:: Recorded data ::
'''
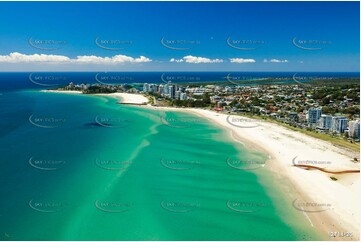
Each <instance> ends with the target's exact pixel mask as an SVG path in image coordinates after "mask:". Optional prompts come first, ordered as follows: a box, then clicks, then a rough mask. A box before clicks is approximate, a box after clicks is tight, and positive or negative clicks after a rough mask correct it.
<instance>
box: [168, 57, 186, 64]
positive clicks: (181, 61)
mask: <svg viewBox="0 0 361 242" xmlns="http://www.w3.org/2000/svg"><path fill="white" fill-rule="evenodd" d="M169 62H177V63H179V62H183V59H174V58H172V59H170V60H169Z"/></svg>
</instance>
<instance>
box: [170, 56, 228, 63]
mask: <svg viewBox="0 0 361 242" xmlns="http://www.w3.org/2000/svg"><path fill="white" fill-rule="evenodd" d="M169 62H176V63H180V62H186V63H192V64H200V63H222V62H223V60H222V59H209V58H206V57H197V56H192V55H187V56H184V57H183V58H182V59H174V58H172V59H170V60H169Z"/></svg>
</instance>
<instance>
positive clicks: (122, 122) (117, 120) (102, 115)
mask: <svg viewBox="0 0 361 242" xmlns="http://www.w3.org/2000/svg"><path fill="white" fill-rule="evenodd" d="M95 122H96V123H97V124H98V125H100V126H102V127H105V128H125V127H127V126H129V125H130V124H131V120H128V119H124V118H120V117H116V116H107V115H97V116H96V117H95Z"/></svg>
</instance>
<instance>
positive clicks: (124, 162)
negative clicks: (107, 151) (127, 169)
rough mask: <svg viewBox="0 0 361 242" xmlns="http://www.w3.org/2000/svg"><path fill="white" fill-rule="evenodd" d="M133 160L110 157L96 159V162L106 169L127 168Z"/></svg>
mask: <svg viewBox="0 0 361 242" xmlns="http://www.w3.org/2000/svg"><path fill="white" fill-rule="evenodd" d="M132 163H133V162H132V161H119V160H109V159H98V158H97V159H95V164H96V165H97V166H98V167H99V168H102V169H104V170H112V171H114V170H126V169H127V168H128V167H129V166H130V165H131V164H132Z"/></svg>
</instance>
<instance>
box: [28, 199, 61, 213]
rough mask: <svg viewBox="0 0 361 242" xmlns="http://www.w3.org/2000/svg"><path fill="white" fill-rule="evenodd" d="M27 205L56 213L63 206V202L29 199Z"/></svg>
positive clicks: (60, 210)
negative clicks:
'''
:: Exercise objective ::
Set out every line of the data above as a numbered list with one line per item. Skip blank lines and leave the pictures out.

:: Result of this exercise ::
1. Each <instance> ends with the target's exact pixel mask as an SVG path in image coordinates after "mask:". Optional prompts come first, ordered as follows: a box, then clicks, then a rough mask. A box before clicks is approximate, a box after clicks is tight, and positive or negative clicks after a rough mask correct it.
2. <instance>
3. box: [168, 57, 186, 64]
4. positive clicks: (181, 61)
5. mask: <svg viewBox="0 0 361 242" xmlns="http://www.w3.org/2000/svg"><path fill="white" fill-rule="evenodd" d="M169 62H177V63H179V62H183V59H174V58H172V59H170V60H169Z"/></svg>
6. </instance>
7. <instance>
8. box: [170, 56, 228, 63]
9. mask: <svg viewBox="0 0 361 242" xmlns="http://www.w3.org/2000/svg"><path fill="white" fill-rule="evenodd" d="M169 62H176V63H180V62H186V63H192V64H200V63H222V62H223V60H222V59H209V58H206V57H197V56H192V55H187V56H184V57H183V58H182V59H174V58H172V59H170V60H169Z"/></svg>
10. </instance>
11. <instance>
12. positive clicks: (122, 122) (117, 120) (102, 115)
13. mask: <svg viewBox="0 0 361 242" xmlns="http://www.w3.org/2000/svg"><path fill="white" fill-rule="evenodd" d="M95 122H96V123H97V124H98V125H100V126H102V127H105V128H125V127H127V126H129V125H130V124H131V120H128V119H124V118H120V117H116V116H107V115H97V116H96V117H95Z"/></svg>
14. </instance>
15. <instance>
16. positive clicks: (124, 162)
17. negative clicks: (107, 151) (127, 169)
18. rough mask: <svg viewBox="0 0 361 242" xmlns="http://www.w3.org/2000/svg"><path fill="white" fill-rule="evenodd" d="M133 160L110 157L96 159V162L106 169L127 168Z"/></svg>
19. mask: <svg viewBox="0 0 361 242" xmlns="http://www.w3.org/2000/svg"><path fill="white" fill-rule="evenodd" d="M132 163H133V162H132V161H119V160H109V159H98V158H97V159H95V164H96V165H97V166H98V167H99V168H102V169H104V170H112V171H114V170H126V169H127V168H128V167H129V166H130V165H131V164H132Z"/></svg>
20. </instance>
21. <instance>
22. box: [28, 199, 61, 213]
23. rough mask: <svg viewBox="0 0 361 242" xmlns="http://www.w3.org/2000/svg"><path fill="white" fill-rule="evenodd" d="M27 205L56 213L63 206V202L29 199Z"/></svg>
24. positive clicks: (60, 210)
25. negative clicks:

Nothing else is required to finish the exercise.